**Extract**
Rudy Doliscat

Personal information
- Date of birth: November 16, 1967 (age 58)
- Place of birth: Port-au-Prince, Haïti
- Height: 5 ft 10 in (1.78 m)
- Position: Defender

Youth career
- Keene State College

Senior career*
- Years: Team / Apps / (Gls)
- 1990–1992: Montreal Supra / 62 / (5)
- 1993–1996: Montreal Impact / 66 / (2)
- 1995–1996: Buffalo Blizzard (indoor) / 30 / (11)
- 1996–1997: Cincinnati Silverbacks (indoor) / 36 / (11)
- 1997: Sacramento Knights (indoor)
- 1997–1999: Montreal Impact (indoor) / 69 / (16)
- 1998: Montreal Impact / 13 / (1)
- 1999: Toronto Lynx / 18 / (0)
- 1999–2000: Philadelphia KiXX (indoor) / 36 / (1)

International career
- 1992–1995: Canada / 5 / (1)

= Rudy Doliscat =

Canadian soccer player

Rudy Doliscat (born November 16, 1967, in Port-au-Prince, Haïti) is a former professional Canadian soccer defender.

**Supplied material**
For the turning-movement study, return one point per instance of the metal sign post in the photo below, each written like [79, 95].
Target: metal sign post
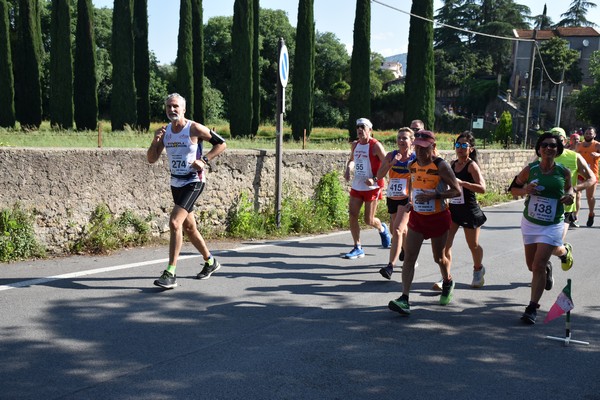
[284, 70]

**Exercise prompt**
In the Rudy Doliscat profile, recast the paragraph that begins "Rudy Doliscat (born November 16, 1967" as a short list of its main facts.

**Written reply**
- Born November 16, 1967
- Birthplace: Port-au-Prince, Haïti
- Former professional Canadian soccer defender